*** PASSAGE FOR REVIEW Section Begins ***

Cells of V. fischeri release the autoinducer into their environment and other V. fischeri cells take up the chemical. V. fischeri cells express a DNA-binding protein LuxR that serves as the receptor for the autoinducer. LuxR comprises two domains, one of which binds AHL and the other of which binds DNA through a helix-turn-helix motif (Figure 31.19). After the AHL concentration inside the cell has increased to an appropriate level, a substantial fraction of the LuxR molecules bind AHL. When bound to AHL, LuxR dimers bind to specific sites on DNA and increase the rate of transcription initiation at specific genes. The target genes include an operon that contains LuxA and LuxB, which together encode the luciferase enzyme, and LuxI, which produces an enzyme that catalyzes the formation of more AHL.

*** PASSAGE FOR REVIEW Section Ends ***

REQUIREMENT A:
Duplicate part of the V. fischeri passage word for word, beginning at the words that contain "Cells of V." and stopping after "of more AHL.".
REQUIREMENT B:
Pick up the V. fischeri passage after its final sentence and keep writing it.
The rows that come next have no connection to the V. fischeri passage.

*** SUPPLIED INFORMATION Section Begins ***

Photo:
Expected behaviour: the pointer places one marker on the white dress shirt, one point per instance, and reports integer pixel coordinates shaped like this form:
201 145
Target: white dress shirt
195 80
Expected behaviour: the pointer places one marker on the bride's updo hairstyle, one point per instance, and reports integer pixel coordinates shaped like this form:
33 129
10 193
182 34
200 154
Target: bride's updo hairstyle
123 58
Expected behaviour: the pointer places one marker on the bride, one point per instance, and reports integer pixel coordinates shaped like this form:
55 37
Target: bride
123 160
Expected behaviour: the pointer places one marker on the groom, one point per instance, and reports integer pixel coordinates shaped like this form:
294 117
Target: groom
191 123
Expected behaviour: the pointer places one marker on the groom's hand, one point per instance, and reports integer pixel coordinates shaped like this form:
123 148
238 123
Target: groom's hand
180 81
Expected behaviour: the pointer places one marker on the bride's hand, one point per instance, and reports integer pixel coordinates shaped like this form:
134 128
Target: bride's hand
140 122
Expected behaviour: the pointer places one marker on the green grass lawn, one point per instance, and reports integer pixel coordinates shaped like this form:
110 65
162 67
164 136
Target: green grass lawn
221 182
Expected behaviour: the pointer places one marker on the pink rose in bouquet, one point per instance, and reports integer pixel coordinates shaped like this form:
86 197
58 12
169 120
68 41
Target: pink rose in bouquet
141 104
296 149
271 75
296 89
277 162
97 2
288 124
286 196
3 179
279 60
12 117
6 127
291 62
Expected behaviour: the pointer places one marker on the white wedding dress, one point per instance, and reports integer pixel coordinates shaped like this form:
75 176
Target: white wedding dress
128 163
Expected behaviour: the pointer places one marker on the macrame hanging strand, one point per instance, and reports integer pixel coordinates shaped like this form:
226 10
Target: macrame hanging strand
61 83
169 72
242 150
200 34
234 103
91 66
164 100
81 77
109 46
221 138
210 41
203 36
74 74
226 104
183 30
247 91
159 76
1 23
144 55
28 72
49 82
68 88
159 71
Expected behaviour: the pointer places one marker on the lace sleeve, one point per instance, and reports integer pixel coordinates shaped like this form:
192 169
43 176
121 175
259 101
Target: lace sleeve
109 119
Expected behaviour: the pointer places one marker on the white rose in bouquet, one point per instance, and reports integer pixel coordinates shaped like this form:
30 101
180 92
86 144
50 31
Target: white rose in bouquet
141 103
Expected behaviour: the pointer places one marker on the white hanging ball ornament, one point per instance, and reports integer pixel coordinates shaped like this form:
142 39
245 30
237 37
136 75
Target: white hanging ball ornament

*** SUPPLIED INFORMATION Section Ends ***

EXERCISE ANSWER A:
Cells of V. fischeri release the autoinducer into their environment and other V. fischeri cells take up the chemical. V. fischeri cells express a DNA-binding protein LuxR that serves as the receptor for the autoinducer. LuxR comprises two domains, one of which binds AHL and the other of which binds DNA through a helix-turn-helix motif (Figure 31.19). After the AHL concentration inside the cell has increased to an appropriate level, a substantial fraction of the LuxR molecules bind AHL. When bound to AHL, LuxR dimers bind to specific sites on DNA and increase the rate of transcription initiation at specific genes. The target genes include an operon that contains LuxA and LuxB, which together encode the luciferase enzyme, and LuxI, which produces an enzyme that catalyzes the formation of more AHL.

EXERCISE ANSWER B:
Because each cell produces only a small amount of the autoinducer, this regulatory system allows each V. fischeri cell to determine the density of the V. fischeri population in its environment—hence the term quorum sensing for this process. Studies of other prokaryotic cells are revealing an elaborate chemical language of different autoinducers (as well as autorepressors that repress specific genes). The “words” in this language include other acyl-homoserine lactone molecules with different acyl chain lengths and functionalities, as well as other distinct classes of molecules.

Biofilms are complex communities of prokaryotes

Many species of prokaryotes can be found in specialized structures termed biofilms that can form on surfaces. Biofilms are of considerable medical importance because organisms within them are often quite resistant to the immune response of the host as well as to antibiotics. Quorum sensing appears to play a major role in the formation of biofilms, in that cells are able to sense other cells in their environments and to promote the formation of communities with particular compositions. Some genes controlled by quorum-sensing mechanisms promote the formation of specific molecules that serve as scaffolds for the biofilm. An intriguing recent discovery is that many of the organisms that are present in biofilms on or in our bodies (perhaps 95% or more) have not been grown in culture. Through DNA-sequencing methods, we are developing a better census of our microbiome and are working toward understanding the gene-regulatory mechanisms that support these complex communities.